Условия упражнения >>
a – Ответьте на вопросы по фрагменту о Боливаре, помечая ответы так же, как вопросы:
(i) Кому Боливар сказал, что чувствует себя шестидесятилетним стариком?
(ii) Какого числа собрался конгресс?
(iii) Какие полномочия сложил с себя Боливар?
b – Перенесите в CSV с двумя столбцами, prompt и target, записи, начиная с той, что содержит «indicate the gray», и заканчивая последней записью. Каждому запросу отведите одну строку, где prompt содержит его текст, а target содержит ответ. Каждое значение поместите в отдельное поле в кавычках, заменив переносы строк пробелами.

Предоставленный фрагмент >>

Путешествие утомило Боливара. Он сказал Мануэлите, выехавшей встречать его после очередной длительной разлуки: «Я чувствую себя шестидесятилетним стариком!» 20 января собрался конгресс. Боливар, как и обещал, сложил с себя полномочия диктатора. «Я не хочу, чтобы на меня смотрели, как на препятствие на пути укрепления и процветания республики. Я освобождаю высокую должность, которую вы доверили мне… Клянусь вам, мысли о монаршем троне никогда не посещали мою голову. Все это придумали мои враги, для того чтобы очернить меня в ваших глазах… Я желаю только одного — всячески содействовать вашей свободе… Республика только выиграет, если, приняв мою отставку, вы назовете имя президента, любимого всей нацией… Услышьте мои молитвы! Спасите республику! Сохраните мою славу, ведь это слава Колумбии!»

Извлечённые записи >>
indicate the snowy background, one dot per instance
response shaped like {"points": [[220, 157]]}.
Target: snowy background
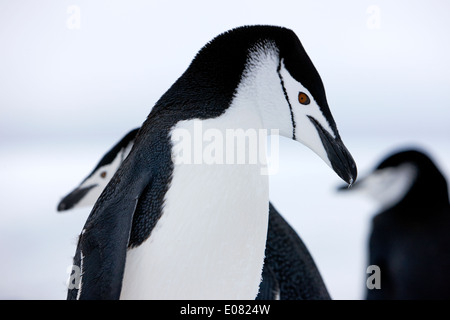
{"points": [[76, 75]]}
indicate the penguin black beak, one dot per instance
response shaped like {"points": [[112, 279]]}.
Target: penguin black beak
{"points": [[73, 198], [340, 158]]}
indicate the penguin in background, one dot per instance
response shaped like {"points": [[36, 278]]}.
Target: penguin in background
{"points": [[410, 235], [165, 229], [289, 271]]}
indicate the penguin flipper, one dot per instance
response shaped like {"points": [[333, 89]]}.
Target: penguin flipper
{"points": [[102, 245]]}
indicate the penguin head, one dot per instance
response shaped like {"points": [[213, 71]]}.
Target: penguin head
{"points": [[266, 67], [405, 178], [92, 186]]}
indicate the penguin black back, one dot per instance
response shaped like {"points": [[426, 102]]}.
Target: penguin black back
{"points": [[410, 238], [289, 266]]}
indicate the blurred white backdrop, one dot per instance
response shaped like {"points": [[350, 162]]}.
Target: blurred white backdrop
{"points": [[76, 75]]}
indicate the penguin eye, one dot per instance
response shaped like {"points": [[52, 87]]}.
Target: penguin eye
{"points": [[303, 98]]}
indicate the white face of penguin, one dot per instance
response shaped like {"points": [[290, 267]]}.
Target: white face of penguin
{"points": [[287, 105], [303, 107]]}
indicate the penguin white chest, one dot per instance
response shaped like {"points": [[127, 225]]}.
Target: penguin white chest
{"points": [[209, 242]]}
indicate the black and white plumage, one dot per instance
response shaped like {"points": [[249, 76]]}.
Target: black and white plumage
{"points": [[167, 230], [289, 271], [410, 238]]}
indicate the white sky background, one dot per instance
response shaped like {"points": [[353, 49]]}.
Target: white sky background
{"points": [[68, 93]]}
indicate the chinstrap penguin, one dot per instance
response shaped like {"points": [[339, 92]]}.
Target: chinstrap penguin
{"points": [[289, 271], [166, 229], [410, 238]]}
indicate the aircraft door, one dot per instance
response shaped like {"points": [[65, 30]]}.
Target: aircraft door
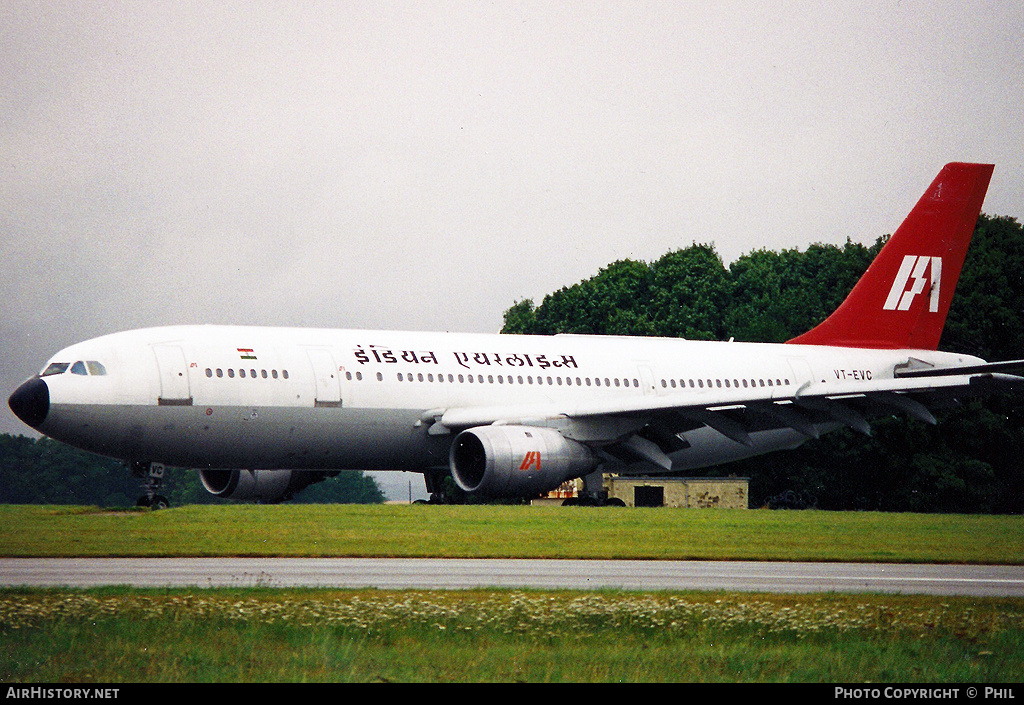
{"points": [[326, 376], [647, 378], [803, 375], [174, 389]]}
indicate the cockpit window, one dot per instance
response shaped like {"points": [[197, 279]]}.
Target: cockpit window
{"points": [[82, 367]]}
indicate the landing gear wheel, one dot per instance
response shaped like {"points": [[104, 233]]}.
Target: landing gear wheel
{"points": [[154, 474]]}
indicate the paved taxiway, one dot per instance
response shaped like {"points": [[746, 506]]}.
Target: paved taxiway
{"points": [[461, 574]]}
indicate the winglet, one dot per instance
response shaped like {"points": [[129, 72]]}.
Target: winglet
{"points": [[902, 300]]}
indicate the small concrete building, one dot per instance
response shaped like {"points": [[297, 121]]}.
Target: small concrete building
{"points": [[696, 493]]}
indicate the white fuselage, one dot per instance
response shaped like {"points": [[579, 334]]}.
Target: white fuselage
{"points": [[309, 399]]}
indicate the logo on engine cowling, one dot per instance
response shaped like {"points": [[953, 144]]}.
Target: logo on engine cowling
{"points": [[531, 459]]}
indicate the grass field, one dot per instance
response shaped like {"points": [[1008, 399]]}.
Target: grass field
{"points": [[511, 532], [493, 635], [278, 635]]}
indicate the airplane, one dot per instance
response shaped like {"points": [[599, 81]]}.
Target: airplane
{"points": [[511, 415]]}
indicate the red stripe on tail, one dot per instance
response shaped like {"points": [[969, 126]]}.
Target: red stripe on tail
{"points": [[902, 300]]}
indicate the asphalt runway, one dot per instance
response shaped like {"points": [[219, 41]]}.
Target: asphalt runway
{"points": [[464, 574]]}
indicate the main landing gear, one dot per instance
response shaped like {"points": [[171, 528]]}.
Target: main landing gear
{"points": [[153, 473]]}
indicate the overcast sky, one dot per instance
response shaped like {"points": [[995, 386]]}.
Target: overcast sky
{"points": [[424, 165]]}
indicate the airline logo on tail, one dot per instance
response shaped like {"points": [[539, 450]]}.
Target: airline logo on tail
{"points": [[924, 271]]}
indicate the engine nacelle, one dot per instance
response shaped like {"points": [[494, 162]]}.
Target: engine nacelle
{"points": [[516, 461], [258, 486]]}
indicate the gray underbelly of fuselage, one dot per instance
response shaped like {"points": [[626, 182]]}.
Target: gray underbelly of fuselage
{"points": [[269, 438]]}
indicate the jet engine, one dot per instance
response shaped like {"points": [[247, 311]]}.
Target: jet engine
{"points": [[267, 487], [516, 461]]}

Ответы по заданиям >>
a –
(i) Мануэлите.
(ii) 20 января.
(iii) Полномочия диктатора.

b –
prompt,target
"indicate the gray underbelly of fuselage, one dot per instance response shaped like {""points"": [[626, 182]]}. Target: gray underbelly of fuselage","{""points"": [[269, 438]]}"
"indicate the jet engine, one dot per instance response shaped like {""points"": [[247, 311]]}. Target: jet engine","{""points"": [[267, 487], [516, 461]]}"